*DOCUMENT SECTION*.
======

# Culmination of my journey



## gal turner (Mar 3, 2010)

This is the culmination of what I have termed "negative space designing" I had the vision for this, but had to think up methods, with tools I have in my workshop, to achieve this vision. I had to teach myself to make this.(as no one else is and I could find no info on "how to") I found out I am a poor teacher and a very slow student. It has been eye-opening and brain boggling. I have had many failures, & some grand success. The work here is based on 1/8th increments..beads 1/8..openings 1/8 etc. When this turns on a lathe all one sees is the headstock and beyond. It's 9 inches in diameter and weighs a mere 3 oz. . The first picture is of it backlit in a window, which is how it was designed to be viewed, and the second was taken during the process..it is very rough and not complete..Hope ya'll find this a tiny bit interesting. Enjoy your day


----------



## jw2170 (Jan 24, 2008)

Amazing...


----------



## RJM (Apr 11, 2010)

That bowl won't hold water 

Very nice. 

When I was 23, I saw a panel made like this in a Chinese restaurant and I've always been interested in these types of patterns since.


----------



## dutchman 46 (May 23, 2007)

That is very nice! How many hours have You been working on that project? You said that You were not a great teacher, I have no idea how one would do that, I wouldn't mine knowing a little more. :0


----------



## gal turner (Mar 3, 2010)

Hi D46..How long? It has been an accumulative process over a few months..I kept making this concept over & over..taking chances and devising ways to accomplish what I was attempting to do. I got inspiration from a famous fella named Hans Weissflog..he makes multi-axis pieces..many people have tried & failed to copy him..shattering seemed to be the problem. I have been trying different methods and adjusting the look I want with machines I have in my shop all to avoid the shattering of the piece. As for this piece I know from start to finish it took over 8 hrs. (the piece is 9 inches in diam and only 3oz. of wood left, so being gentle is paramount) .If I did it again I know that time would drop..each time I make one I get better at it...thanks for your question..

======

*DATA SHOWN*.

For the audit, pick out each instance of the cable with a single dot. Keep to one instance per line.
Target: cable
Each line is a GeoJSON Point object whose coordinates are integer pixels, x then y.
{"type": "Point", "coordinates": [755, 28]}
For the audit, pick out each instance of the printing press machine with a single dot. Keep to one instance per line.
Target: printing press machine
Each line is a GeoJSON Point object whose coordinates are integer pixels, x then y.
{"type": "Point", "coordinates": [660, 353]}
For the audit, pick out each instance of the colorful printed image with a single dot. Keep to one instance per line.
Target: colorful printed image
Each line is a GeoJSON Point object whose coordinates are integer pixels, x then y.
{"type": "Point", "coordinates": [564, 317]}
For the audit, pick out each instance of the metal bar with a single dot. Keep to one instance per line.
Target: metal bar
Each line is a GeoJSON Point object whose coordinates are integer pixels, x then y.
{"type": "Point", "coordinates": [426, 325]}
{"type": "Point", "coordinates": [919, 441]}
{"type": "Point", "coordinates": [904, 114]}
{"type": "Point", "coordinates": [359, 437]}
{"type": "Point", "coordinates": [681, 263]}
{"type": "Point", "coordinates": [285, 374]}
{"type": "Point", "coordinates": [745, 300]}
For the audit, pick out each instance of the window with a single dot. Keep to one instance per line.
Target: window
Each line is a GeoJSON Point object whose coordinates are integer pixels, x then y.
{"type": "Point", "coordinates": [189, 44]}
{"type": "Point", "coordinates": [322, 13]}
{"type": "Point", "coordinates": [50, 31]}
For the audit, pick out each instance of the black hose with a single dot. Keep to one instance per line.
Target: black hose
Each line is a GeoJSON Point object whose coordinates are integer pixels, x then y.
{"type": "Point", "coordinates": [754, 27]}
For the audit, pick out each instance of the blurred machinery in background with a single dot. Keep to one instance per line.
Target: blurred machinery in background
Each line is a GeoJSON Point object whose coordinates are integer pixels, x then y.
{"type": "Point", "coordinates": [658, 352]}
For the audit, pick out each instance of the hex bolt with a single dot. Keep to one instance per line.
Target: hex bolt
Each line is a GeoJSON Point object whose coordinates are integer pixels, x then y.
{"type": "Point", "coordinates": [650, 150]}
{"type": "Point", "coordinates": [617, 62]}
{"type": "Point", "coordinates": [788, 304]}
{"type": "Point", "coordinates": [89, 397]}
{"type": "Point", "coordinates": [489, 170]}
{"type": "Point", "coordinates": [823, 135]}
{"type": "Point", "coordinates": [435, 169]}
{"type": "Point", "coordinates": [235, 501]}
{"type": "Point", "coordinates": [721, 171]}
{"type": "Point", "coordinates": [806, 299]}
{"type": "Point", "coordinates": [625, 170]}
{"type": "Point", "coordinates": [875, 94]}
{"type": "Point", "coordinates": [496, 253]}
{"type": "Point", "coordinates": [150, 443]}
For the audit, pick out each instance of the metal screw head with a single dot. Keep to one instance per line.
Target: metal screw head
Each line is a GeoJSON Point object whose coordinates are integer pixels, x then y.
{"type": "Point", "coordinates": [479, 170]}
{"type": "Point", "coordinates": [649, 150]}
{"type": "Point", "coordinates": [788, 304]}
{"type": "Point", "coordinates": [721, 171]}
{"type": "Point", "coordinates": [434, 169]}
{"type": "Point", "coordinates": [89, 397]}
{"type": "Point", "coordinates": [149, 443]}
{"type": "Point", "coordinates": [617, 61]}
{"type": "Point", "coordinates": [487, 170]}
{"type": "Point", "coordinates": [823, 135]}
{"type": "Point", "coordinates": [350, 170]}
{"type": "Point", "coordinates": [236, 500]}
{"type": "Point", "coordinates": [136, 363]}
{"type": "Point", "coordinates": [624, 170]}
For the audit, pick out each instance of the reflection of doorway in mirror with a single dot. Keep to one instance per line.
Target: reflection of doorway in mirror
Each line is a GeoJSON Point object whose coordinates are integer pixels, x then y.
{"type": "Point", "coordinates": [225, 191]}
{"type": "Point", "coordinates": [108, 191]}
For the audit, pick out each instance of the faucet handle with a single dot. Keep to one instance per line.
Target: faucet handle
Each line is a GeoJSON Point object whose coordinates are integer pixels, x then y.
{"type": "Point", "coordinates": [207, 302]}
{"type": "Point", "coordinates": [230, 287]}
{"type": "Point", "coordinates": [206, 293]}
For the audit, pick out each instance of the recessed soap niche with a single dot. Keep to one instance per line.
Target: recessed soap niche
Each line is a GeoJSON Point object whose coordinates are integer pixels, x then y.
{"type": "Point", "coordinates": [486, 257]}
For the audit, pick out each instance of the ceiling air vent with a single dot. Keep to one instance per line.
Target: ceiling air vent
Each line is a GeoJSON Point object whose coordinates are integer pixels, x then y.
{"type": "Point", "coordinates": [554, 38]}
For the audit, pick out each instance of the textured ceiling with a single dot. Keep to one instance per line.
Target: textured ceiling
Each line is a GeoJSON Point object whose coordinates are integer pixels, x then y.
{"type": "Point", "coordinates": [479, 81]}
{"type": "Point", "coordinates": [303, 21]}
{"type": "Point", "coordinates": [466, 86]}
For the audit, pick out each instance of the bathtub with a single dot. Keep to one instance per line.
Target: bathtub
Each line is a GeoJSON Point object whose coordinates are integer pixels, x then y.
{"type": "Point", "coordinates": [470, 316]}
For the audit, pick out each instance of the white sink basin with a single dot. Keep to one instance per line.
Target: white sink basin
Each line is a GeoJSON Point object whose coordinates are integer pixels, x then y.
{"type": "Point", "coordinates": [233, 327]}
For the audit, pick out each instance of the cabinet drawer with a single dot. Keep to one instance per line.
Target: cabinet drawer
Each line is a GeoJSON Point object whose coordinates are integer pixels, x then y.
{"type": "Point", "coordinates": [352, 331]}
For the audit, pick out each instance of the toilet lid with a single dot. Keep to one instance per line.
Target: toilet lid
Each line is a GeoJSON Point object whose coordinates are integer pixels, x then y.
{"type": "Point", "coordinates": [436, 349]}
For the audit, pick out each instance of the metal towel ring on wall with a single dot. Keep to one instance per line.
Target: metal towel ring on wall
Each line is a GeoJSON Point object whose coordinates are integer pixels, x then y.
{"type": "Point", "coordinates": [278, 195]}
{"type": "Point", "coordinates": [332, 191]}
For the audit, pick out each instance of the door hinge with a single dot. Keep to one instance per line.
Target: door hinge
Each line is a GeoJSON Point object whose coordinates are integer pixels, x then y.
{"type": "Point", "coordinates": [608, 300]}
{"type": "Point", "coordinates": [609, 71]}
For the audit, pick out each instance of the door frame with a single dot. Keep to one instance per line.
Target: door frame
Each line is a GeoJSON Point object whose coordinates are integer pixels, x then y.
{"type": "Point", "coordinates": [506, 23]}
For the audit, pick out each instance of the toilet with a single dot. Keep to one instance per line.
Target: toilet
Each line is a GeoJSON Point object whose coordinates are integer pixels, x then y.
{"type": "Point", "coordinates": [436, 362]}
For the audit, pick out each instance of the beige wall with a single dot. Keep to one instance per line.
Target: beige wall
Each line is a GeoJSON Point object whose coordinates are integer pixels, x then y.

======

Carry on the forum thread about the turned negative-space piece from its last post.

----------



## CanuckGal (Nov 26, 2008)

They are truely beautiful but just looking at them and imagining making something like that in my shop gives me clear visions of a nasty wood explosion. I do admire your talents.


----------



## Mike (Nov 22, 2004)

I usually do not comment on threads where the member has not filled out a name and location.(and I hope you will) A very interesting design. I hope you will share the process in our turning section. Photos of the steps would be nice, I know that will make HarrySin happy. While I am not interested in building this type of project I do appreciate the thought and skill that went into it. Very well done!


----------



## gal turner (Mar 3, 2010)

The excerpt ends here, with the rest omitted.